Assignment:
The answer is the line with "Each instance receives exactly one keypoint. Tag the opposing" and every line after it to the end of the listing, retyped exactly. Pictures do not belong in it.

Given entries:
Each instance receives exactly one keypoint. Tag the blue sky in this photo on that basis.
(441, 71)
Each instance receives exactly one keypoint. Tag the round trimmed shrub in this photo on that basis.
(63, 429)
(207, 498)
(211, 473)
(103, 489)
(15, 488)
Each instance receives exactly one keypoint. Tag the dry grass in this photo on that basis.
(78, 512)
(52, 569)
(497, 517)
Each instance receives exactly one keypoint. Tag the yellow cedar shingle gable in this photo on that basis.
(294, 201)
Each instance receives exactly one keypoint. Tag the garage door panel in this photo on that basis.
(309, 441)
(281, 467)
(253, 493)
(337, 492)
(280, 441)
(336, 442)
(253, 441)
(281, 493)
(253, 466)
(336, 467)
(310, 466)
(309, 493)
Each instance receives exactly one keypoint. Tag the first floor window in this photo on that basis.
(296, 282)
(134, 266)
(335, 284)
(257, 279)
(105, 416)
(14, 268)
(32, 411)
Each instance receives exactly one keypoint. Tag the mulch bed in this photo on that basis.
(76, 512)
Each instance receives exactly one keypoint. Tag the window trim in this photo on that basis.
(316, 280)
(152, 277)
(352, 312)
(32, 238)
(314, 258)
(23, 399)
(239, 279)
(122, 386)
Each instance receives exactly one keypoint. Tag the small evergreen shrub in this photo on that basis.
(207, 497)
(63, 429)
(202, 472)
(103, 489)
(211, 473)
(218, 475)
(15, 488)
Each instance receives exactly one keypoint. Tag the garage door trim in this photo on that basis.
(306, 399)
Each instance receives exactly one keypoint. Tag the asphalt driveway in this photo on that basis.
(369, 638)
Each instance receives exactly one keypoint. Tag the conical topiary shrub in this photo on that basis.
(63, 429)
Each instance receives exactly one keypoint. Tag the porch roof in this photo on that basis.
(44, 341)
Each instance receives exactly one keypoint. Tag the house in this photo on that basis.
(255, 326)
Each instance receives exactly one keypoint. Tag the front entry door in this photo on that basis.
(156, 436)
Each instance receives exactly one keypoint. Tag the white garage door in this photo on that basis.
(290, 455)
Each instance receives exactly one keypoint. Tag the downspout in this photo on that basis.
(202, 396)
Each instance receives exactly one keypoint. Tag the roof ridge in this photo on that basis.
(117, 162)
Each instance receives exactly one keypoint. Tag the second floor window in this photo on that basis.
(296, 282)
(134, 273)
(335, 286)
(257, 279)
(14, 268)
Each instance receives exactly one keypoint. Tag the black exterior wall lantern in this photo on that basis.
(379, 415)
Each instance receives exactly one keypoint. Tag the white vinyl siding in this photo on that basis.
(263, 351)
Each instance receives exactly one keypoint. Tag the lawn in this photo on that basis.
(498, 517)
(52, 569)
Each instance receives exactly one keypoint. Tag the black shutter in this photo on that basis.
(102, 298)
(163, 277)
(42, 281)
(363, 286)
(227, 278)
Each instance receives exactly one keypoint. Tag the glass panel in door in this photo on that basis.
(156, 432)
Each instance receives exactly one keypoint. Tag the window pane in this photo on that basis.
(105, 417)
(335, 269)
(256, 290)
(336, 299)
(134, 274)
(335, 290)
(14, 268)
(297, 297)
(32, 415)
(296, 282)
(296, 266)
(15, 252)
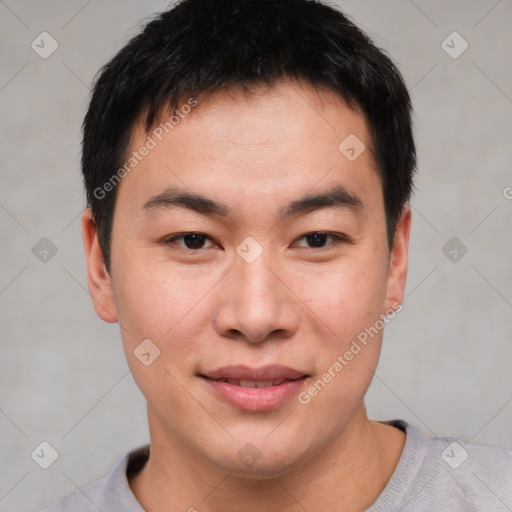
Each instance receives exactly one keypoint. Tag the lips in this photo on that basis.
(255, 389)
(271, 373)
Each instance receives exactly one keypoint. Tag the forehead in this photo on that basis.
(242, 146)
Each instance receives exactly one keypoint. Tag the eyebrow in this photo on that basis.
(337, 197)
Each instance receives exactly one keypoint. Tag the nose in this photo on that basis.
(256, 303)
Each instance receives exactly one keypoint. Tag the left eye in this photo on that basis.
(191, 241)
(318, 239)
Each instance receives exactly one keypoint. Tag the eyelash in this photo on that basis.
(337, 238)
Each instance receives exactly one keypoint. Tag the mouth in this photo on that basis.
(255, 389)
(261, 384)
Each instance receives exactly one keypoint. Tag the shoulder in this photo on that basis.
(446, 470)
(108, 494)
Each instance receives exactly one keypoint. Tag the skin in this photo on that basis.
(295, 305)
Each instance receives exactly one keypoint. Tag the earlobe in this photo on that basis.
(98, 279)
(398, 260)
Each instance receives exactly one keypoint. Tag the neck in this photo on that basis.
(347, 474)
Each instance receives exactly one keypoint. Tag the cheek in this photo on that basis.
(163, 306)
(346, 299)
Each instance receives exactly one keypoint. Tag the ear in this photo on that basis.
(397, 273)
(98, 279)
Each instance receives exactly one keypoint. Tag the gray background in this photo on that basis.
(446, 363)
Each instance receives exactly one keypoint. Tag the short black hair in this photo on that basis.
(201, 46)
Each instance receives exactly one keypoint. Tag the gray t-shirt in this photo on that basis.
(433, 474)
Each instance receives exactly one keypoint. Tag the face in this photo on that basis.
(252, 252)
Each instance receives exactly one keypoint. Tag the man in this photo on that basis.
(248, 166)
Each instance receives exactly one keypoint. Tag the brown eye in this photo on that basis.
(192, 241)
(318, 239)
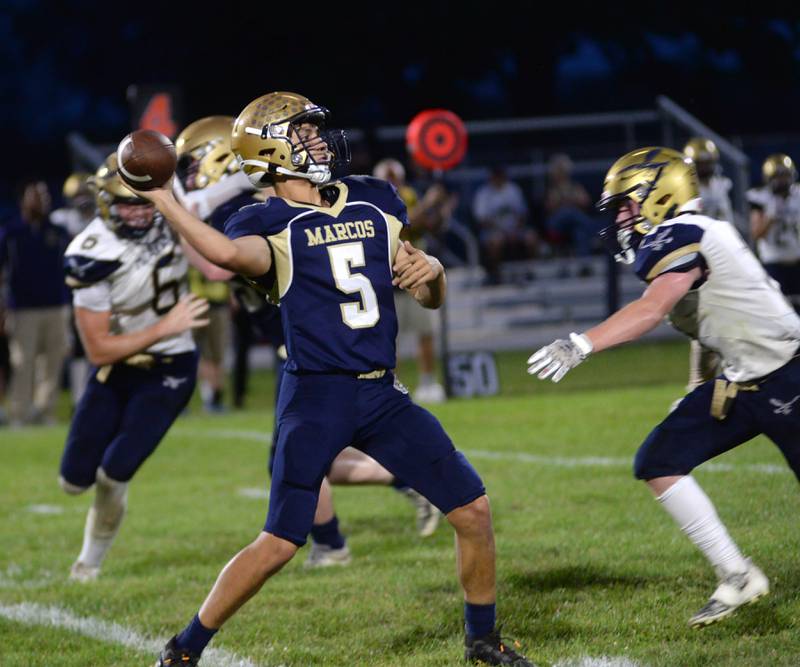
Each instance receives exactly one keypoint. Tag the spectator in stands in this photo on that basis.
(501, 212)
(411, 317)
(566, 204)
(31, 258)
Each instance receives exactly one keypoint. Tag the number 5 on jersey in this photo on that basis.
(356, 315)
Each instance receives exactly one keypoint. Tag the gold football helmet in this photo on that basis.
(660, 180)
(110, 190)
(705, 155)
(779, 173)
(266, 140)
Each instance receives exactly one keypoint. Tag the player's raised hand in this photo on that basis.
(186, 314)
(413, 267)
(554, 361)
(155, 195)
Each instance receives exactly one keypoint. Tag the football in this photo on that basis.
(146, 159)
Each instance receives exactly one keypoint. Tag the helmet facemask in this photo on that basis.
(622, 237)
(303, 145)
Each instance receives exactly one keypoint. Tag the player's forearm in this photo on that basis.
(211, 244)
(432, 294)
(627, 324)
(104, 349)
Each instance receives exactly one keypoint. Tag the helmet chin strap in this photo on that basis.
(318, 174)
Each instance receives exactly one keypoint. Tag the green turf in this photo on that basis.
(588, 564)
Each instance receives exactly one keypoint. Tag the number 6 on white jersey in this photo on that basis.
(354, 314)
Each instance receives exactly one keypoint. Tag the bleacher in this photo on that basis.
(537, 302)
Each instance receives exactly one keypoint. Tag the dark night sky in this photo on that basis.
(66, 66)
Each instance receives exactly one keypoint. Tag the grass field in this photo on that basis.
(590, 570)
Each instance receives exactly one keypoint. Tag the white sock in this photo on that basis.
(692, 510)
(104, 519)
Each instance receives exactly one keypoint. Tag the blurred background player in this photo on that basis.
(501, 211)
(701, 274)
(76, 213)
(338, 388)
(412, 318)
(715, 201)
(37, 319)
(134, 314)
(775, 223)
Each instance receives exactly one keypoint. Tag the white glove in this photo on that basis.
(559, 357)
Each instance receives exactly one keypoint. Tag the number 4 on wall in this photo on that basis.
(158, 115)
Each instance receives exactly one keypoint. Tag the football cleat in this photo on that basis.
(492, 650)
(734, 590)
(173, 656)
(83, 573)
(428, 514)
(321, 555)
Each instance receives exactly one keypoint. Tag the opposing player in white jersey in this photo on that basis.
(701, 273)
(775, 223)
(134, 314)
(714, 187)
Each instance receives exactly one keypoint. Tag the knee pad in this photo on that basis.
(71, 489)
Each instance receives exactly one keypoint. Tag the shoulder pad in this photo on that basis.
(92, 255)
(668, 248)
(378, 193)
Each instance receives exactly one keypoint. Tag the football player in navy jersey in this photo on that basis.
(134, 313)
(330, 254)
(701, 274)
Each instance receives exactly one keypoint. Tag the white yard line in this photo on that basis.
(57, 617)
(520, 457)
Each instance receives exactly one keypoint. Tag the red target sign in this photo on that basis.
(436, 139)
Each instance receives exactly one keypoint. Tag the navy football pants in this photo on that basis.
(690, 436)
(320, 415)
(119, 422)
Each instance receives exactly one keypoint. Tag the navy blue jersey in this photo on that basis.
(333, 270)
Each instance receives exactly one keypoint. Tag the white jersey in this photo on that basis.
(781, 244)
(715, 198)
(738, 310)
(138, 280)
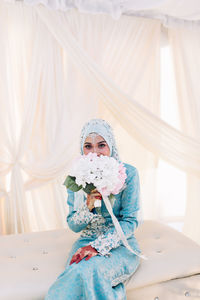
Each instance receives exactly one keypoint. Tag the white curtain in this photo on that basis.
(75, 67)
(167, 11)
(39, 132)
(185, 45)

Expected answer:
Each instance receives exactly one keypoint. Tag the opposing player in white jersey in this photo on that basis.
(701, 273)
(775, 223)
(134, 314)
(714, 187)
Each instance receives exactly one keypoint. Tag the knee pad in this photo on that basis.
(71, 489)
Each instance receives exactly one keypoint. Tag the shoulder pad in this photo on that basis.
(92, 255)
(668, 248)
(378, 193)
Each instance receives exactly one keypoint. Tag the football player in navy jersey in this photo on that basis.
(134, 313)
(330, 254)
(701, 274)
Each instance receives exactly one keypoint. Tag the white yard line in this photo on that basis.
(57, 617)
(520, 457)
Each instance receives exactly one keypoint. Tag the red target sign in this photo on that basis.
(436, 139)
Each instance receives exactly one keypoint. Tag the navy football pants in this photo on that basis.
(690, 436)
(320, 415)
(119, 422)
Each instance receives exactly one keypoint. Tag the navy blue jersey in this photo on that basis.
(333, 270)
Each instance receives exactly one keypoint. Tag the white jersey in this photo on that basis.
(781, 244)
(715, 198)
(738, 310)
(138, 280)
Each instance receives exactly one keypoint. Tag the white curtain in this photo on that basis.
(75, 67)
(167, 11)
(39, 132)
(185, 45)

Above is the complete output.